India says it will appoint private consultants to determine the number of people infected with the AIDS virus. The Indian government estimates the number at 5.1 million, the second most in the world after South Africa. But experts say the government is underestimating the size of the problem.
Indian health minister Anbumani Ramadoss says the federal government plans to hire a leading private consultant group to assess exactly how many people in the country are afflicted with the AIDS virus.
The number of HIV and AIDS cases in India has long been a contentious issue. Government and U.N. data show about one half of one percent of the country's one billion population, or five million people, have the virus.
But the U.N. admits the data are not firm, and local and international non-governmental groups believe the figures do not accurately reflect the magnitude of the epidemic in India.
Richard Feachem, head of the Geneva-based Global Fund to fight AIDS, Tuberculosis and Malaria, said during a recent visit to New Delhi that official estimates in India leave out a vast number of people who could be carrying the virus without knowing or reporting it.

────────────────

Activity:
Carry on the news report about counting India's HIV and AIDS cases from the point where it stops.

[Source records]
────────────────

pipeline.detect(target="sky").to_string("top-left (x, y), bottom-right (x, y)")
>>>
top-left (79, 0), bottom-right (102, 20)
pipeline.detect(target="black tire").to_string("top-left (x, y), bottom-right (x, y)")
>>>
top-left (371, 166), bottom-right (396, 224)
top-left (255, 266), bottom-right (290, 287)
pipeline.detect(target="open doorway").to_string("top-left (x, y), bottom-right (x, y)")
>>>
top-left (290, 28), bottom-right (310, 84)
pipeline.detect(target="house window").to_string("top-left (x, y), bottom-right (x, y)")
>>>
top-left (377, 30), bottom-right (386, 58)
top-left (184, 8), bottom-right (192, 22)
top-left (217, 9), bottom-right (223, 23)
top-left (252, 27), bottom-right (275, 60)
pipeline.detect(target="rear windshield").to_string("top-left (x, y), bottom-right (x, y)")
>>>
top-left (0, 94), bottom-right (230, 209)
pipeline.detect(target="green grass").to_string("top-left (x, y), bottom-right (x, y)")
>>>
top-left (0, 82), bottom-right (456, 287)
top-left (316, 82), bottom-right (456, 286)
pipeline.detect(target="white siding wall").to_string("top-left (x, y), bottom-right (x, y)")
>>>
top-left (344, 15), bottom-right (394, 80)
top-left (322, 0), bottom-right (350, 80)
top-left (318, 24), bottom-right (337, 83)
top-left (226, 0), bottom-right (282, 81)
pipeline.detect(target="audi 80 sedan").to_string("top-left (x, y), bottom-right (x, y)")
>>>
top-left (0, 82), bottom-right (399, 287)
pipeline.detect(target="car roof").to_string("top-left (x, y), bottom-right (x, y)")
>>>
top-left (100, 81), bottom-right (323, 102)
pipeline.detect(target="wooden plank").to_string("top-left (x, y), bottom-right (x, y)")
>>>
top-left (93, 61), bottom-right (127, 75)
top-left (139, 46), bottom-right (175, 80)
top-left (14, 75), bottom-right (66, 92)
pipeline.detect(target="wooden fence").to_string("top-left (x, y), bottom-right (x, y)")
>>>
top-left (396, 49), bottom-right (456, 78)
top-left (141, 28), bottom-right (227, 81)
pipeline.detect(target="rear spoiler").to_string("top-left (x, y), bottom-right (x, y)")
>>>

────────────────

Answer to this problem:
He warned that India was sitting on top of a "grave, ticking HIV/AIDS time bomb" - and said the number of cases had probably surpassed those in South Africa.
I.S. Gilada heads one of India's leading non-governmental groups on AIDS prevention in Bombay. He says health workers estimate that the four worst-affected Indian states, Andhra Pradesh, Tamil Nadu, Maharashtra and Karnataka, alone account for more than five million cases.
"These four states have a population of 30 per cent of the country. And in all these four states the HIV prevalence is more than two percent. So we have close to six million, or more than six-million HIV infections in these four states only," Mr. Gilada said.
Health workers say the epidemic is spreading faster in the rural areas than in cities and towns where awareness programs have started making an impact. In these areas poor record-keeping has made it difficult to determine the precise number affected.
International donors who have committed millions of dollars in aid to fight the epidemic, say the challenge is to reach out to the country's 640,000 villages.
The government says its anti-AIDS approach is working, saying India recorded about half a million new HIV cases in 2003, down by more than 15 per cent from the previous year.